人工智能搜索引擎

elastic, elastic_search, elasticsearch, es

2019-03-05

Source

Edit

History

elastic_search基础

文章目录

Document元数据（MetaData）

元数据用于标注文档的相关信息：

_index：文档所在的索引名
_type：文档所在的类型名
_id：文档的唯一id
_uid：组合uid，由_type和_id组成（6.x中_type不再起作用，同_id一样）
_source：文档的原始json数据，可以从这里获取每个字段的内容
_all：整合所有字段内容到该字段，默认禁用

搜索结果超出1万条的报错

如果数据量小于20万，那么简单方法是修改max_result_window

# PUT方法，$开头的是变量
PUT $ip:$port/$index/_settings
body = 
{ "index" : { "max_result_window" : 200000}}'

异步调用, 报错 HTTP 406: Not Acceptable

需要在post的时候指定headers

import json
from tornado.httpclient import AsyncHTTPClient
client = AsyncHTTPClient()

▬▬▬▬▬▬▬▬▬▬

◆ **任务 A**: 请原样重抄下面记录中从含有“Find the boulder”的一行到含有“[[[205,143],[256,147],[256,121],[242,117],[208,119],[202,123]]]”的一行，首尾两行都算在内，答案里不要包含图片。
这段关于 Elasticsearch 基础的文字与下面的记录彼此独立，互不相关。

▬▬▬▬▬▬▬▬▬▬

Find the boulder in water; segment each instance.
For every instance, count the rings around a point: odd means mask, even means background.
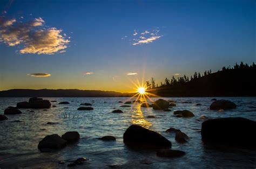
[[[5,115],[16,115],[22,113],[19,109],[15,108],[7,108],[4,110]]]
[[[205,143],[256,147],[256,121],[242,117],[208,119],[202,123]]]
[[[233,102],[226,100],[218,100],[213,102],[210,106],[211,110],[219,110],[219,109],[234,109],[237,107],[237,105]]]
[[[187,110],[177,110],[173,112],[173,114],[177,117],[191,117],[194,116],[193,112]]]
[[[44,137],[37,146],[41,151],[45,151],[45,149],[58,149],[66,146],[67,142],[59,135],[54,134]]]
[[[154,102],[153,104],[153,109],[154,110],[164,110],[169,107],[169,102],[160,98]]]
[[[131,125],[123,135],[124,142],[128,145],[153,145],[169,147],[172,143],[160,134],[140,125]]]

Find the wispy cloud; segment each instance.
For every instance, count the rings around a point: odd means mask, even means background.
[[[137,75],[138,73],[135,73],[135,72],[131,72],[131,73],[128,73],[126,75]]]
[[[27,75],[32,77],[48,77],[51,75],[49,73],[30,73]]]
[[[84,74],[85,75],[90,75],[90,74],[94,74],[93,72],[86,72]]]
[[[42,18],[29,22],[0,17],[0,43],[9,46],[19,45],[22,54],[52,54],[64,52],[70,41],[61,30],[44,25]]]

▬▬▬▬▬▬▬▬▬▬

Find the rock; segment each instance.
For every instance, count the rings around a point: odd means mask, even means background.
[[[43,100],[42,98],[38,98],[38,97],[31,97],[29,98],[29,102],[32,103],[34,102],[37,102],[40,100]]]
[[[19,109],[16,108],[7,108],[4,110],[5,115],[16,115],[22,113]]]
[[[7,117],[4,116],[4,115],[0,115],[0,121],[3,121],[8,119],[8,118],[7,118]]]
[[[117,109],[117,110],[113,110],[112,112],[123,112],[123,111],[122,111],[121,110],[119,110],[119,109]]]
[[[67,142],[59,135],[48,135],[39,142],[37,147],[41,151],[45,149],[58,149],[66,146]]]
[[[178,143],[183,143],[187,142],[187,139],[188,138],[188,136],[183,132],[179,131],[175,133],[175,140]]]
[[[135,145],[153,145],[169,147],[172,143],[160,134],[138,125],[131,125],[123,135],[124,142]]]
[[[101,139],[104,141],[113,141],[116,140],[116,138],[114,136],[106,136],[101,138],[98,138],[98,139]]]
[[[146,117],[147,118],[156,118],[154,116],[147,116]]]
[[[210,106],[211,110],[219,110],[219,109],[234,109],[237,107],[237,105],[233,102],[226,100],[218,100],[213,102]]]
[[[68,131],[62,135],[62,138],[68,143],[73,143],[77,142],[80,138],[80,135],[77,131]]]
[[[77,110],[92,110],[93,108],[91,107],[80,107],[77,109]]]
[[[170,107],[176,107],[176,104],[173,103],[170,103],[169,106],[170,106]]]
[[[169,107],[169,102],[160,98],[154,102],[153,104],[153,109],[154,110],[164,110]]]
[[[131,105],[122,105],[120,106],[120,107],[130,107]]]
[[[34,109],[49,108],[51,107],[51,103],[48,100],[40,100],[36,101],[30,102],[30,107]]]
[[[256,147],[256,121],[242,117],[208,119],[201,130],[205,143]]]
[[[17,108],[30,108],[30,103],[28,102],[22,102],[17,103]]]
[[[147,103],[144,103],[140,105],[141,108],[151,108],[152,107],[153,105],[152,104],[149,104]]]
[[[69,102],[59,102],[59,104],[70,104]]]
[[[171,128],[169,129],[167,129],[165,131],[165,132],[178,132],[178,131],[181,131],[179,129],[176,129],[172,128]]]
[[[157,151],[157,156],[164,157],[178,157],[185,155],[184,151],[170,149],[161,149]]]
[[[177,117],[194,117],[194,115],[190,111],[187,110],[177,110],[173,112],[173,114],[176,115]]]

▬▬▬▬▬▬▬▬▬▬

◆ **任务 B**: 请从上方这段关于 Elasticsearch 基础的文字停下的地方接着往下写。

◆ **练习答案 A**:
Find the boulder in water; segment each instance.
For every instance, count the rings around a point: odd means mask, even means background.
[[[5,115],[16,115],[22,113],[19,109],[15,108],[7,108],[4,110]]]
[[[205,143],[256,147],[256,121],[242,117],[208,119],[202,123]]]

◆ **练习答案 B**:
async def search(body, explain=False):
    if explain:
        body['explain'] = True
    headers = {
    	'Content-Type': 'application/json; charset=UTF-8',
    	'Accept': 'application/json',
    }
    url=http://192.168.31.192:33303/oonp_report_case.cases/_search
    resp = await client.fetch(url, method='POST', headers=headers, body=json.dumps(body))
    resp = json.loads(resp.body.decode())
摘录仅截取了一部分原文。